YOUR ASSIGNMENT: Retype precisely the section of the data that starts at the line containing "the truck taillight" and runs to its final line, ends included.

....

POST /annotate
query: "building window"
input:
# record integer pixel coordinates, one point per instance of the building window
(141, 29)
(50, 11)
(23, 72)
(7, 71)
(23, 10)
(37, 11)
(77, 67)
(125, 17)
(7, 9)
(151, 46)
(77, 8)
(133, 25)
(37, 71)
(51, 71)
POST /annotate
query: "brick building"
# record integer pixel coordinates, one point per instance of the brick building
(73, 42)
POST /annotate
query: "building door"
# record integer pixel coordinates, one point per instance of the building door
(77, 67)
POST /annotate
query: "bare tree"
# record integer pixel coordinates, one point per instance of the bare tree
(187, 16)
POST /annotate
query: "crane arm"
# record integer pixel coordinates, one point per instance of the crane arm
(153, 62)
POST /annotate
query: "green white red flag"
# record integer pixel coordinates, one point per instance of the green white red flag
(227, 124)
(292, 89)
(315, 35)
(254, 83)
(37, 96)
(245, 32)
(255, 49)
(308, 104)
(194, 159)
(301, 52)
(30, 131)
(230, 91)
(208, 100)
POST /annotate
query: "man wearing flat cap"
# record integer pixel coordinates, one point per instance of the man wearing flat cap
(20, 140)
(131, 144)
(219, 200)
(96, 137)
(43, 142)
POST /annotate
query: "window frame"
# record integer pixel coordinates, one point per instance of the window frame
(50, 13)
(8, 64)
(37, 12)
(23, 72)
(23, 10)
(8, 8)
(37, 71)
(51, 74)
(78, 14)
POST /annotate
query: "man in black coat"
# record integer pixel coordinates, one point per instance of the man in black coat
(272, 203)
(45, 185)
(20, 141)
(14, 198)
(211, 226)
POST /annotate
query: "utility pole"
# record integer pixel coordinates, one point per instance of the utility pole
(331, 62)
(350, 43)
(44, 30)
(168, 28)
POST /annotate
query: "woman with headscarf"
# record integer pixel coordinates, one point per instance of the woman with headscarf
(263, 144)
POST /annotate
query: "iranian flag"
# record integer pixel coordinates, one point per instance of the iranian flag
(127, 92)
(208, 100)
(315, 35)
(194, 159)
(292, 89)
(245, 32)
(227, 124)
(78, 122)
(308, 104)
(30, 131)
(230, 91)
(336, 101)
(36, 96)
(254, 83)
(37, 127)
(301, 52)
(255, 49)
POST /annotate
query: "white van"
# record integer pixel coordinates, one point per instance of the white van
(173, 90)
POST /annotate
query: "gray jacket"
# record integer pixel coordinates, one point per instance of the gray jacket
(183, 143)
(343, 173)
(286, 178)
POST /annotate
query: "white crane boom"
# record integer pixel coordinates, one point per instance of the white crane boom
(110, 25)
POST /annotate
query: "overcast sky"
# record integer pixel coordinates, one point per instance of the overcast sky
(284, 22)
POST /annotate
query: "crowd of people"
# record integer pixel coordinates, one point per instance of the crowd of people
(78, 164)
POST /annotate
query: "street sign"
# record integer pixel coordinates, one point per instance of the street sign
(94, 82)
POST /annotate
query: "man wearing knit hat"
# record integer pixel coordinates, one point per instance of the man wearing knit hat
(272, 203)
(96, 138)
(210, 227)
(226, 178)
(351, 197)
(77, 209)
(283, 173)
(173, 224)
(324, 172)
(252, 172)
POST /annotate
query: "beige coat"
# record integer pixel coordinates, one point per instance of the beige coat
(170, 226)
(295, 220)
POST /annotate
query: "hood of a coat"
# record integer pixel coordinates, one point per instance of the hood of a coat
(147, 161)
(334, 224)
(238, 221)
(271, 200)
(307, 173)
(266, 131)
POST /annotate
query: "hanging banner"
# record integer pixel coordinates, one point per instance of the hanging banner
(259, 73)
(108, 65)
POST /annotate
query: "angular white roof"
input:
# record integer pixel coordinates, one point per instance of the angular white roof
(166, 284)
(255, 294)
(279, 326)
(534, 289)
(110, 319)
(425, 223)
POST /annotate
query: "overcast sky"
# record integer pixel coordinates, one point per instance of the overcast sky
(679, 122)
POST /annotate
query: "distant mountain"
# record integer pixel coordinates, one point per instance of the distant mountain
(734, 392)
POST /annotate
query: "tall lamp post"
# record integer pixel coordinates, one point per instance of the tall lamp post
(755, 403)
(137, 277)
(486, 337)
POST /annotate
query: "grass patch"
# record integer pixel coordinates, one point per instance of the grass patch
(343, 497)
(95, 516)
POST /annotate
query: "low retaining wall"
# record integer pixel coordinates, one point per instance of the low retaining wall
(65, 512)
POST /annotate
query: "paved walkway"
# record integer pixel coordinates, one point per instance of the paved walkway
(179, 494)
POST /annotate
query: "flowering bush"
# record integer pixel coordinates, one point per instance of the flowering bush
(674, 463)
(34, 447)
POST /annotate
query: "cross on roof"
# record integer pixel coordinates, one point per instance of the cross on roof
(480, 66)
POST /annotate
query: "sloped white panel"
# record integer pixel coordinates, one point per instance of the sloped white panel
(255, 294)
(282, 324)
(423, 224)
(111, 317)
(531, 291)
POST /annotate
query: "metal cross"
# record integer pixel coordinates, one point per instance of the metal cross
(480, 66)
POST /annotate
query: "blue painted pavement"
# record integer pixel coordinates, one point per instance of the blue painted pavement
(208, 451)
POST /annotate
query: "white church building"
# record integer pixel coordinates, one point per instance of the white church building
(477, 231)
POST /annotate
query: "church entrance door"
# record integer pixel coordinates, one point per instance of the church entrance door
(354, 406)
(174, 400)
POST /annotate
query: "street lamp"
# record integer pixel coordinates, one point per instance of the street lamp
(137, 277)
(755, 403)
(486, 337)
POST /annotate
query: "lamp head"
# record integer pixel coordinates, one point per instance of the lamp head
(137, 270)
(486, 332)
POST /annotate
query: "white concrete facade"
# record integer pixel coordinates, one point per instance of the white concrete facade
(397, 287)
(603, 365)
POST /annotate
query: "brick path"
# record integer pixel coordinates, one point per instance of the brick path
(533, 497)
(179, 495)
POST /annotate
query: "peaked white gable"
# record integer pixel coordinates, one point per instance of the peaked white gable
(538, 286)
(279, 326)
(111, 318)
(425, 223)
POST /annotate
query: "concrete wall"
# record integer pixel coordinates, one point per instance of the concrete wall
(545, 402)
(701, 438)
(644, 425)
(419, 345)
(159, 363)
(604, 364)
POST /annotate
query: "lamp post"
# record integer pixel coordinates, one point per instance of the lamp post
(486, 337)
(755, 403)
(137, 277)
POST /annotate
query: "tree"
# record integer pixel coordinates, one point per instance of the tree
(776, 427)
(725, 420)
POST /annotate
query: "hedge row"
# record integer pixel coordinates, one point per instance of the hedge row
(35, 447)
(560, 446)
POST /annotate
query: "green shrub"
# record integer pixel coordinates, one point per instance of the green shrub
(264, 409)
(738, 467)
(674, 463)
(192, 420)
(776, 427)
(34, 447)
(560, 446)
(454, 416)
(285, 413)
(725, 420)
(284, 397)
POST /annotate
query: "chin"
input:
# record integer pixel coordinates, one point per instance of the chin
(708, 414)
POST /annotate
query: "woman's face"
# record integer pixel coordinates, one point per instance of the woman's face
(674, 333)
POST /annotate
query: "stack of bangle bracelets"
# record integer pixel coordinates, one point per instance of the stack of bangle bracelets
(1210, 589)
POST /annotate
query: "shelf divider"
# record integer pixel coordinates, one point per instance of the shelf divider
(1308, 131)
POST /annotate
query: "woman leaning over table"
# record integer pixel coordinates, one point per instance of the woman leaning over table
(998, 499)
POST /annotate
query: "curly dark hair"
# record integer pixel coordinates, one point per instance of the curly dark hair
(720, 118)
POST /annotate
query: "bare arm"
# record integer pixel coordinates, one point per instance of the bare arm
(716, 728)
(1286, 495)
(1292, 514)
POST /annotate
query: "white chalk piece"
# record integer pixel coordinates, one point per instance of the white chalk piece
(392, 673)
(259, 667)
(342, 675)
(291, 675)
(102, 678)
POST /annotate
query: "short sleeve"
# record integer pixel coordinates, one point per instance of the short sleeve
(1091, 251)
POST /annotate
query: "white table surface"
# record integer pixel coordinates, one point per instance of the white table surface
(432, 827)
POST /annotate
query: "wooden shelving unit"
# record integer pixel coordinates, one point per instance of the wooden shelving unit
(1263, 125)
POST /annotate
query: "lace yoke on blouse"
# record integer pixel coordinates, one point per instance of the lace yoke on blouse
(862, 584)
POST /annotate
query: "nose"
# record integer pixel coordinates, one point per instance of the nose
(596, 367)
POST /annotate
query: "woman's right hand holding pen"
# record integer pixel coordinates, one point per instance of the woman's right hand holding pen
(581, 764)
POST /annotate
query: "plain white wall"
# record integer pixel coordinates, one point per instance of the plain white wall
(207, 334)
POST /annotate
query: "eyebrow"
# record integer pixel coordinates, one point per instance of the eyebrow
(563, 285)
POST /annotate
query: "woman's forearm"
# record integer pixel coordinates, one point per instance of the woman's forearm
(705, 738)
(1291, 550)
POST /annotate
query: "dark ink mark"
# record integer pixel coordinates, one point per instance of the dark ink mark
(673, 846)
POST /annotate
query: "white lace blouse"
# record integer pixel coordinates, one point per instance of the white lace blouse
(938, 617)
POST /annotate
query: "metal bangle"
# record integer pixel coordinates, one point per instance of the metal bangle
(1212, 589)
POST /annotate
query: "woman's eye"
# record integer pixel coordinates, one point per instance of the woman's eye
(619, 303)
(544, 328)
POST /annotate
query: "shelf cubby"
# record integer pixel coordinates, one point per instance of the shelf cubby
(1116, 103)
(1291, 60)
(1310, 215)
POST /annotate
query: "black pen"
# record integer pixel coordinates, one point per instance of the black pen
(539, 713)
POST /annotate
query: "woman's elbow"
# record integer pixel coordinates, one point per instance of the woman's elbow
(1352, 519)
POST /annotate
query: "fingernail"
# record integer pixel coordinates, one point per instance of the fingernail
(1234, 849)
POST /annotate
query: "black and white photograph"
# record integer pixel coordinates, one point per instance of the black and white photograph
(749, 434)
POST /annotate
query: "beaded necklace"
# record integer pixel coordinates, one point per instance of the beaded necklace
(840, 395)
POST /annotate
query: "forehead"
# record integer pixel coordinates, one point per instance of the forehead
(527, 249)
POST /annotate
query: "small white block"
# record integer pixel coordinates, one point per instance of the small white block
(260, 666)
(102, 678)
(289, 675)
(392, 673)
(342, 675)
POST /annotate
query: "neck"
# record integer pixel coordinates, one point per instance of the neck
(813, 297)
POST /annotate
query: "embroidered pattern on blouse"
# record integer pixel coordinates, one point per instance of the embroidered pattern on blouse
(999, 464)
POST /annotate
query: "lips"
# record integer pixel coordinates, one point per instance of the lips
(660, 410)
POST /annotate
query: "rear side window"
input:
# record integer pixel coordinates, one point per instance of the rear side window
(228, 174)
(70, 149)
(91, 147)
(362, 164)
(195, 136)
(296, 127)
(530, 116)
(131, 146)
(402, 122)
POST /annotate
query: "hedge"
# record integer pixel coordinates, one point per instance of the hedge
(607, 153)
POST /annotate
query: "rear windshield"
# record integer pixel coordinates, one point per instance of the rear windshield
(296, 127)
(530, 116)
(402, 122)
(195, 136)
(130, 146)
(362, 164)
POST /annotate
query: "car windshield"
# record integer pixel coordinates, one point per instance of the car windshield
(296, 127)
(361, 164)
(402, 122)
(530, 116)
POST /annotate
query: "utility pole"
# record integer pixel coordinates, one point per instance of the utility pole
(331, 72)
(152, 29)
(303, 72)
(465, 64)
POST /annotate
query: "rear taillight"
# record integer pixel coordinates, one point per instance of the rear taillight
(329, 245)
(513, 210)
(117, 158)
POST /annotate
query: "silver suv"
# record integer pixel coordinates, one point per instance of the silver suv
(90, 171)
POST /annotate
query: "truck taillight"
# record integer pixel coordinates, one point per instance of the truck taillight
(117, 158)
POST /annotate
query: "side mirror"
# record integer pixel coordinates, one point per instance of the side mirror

....

TASK SOLUTION:
# record integer pixel coordinates, one point per instance of the truck taillight
(117, 158)
POST /annotate
query: "side mirror"
# record integer pixel coordinates, one point per instance of the side mirror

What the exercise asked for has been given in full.